### 原文
==========
Given preorder and inorder traversal of a tree, construct the binary tree.
Note: You may assume that duplicates do not exist in the tree.
For example, given
preorder = [3,9,20,15,7]
inorder = [9,3,15,20,7]
Return the following binary tree:
3
/ \
9 20
/ \
15 7
已知二叉树的前序遍历这中序遍历,求二叉树,这个其实挺简单的,在前序遍历中取第一个元素,然后在中序遍历找到相应的元素,左边的为左子树,右边的为右子树,根据长度在前序遍历中找到相应左子树和右子树的前序遍历。然后就可以递归了。
class Solution {
public:
TreeNode* buildTree(vector<int>& preorder, vector<int>& inorder) {
vector<int> leftpre;
vector<int> leftino;
vector<int> rightpre;
vector<int> rightino;
if(preorder.empty()||inorder.empty())
return NULL;
int root = preorder[0]; int left=0;int right=0;int tag=0;
for(int i=0;i<inorder.size();i++)
==========
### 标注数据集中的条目
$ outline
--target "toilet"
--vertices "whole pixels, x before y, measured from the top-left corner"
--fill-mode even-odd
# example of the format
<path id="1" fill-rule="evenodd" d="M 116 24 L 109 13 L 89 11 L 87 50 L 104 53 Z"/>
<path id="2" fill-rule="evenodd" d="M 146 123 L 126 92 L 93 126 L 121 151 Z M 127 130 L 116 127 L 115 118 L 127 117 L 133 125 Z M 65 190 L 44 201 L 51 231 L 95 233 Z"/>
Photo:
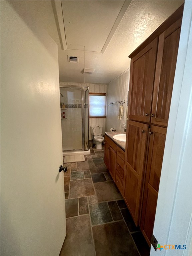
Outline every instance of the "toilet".
<path id="1" fill-rule="evenodd" d="M 104 138 L 101 136 L 103 126 L 99 125 L 91 126 L 91 134 L 94 135 L 94 139 L 96 141 L 95 147 L 97 149 L 102 148 L 102 142 L 104 140 Z"/>

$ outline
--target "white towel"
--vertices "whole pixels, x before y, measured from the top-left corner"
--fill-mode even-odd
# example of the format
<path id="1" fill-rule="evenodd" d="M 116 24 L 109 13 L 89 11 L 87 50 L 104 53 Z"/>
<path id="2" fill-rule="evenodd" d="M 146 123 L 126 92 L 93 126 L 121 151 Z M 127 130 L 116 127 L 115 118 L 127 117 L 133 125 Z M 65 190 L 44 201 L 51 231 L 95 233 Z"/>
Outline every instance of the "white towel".
<path id="1" fill-rule="evenodd" d="M 119 120 L 121 120 L 121 118 L 123 116 L 123 106 L 119 106 L 119 110 L 118 119 Z"/>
==========
### 任务清单
A. 关于二叉树构造一文，请回答：
(i) 示例给出的前序遍历数组是什么？
(ii) 题目允许假设树中不存在什么？
(iii) 代码中当 preorder 或 inorder 为空时，函数返回什么？
B. 写出二叉树构造一文在停止处之后的内容。
这些条目与二叉树构造一文并无关联。

### 依次作答
A.
(i) [3,9,20,15,7]
(ii) 重复元素
(iii) NULL

B.
{
if(inorder[i]==root)
{
tag=1;
}
else if(tag==0)
{left++;leftino.push_back(inorder[i]);}
else
{right++;rightino.push_back(inorder[i]);}
}
for(int i=1;i<left+1;i++)
{
leftpre.push_back(preorder[i]);
}
for(int i=left+1;i<preorder.size();i++)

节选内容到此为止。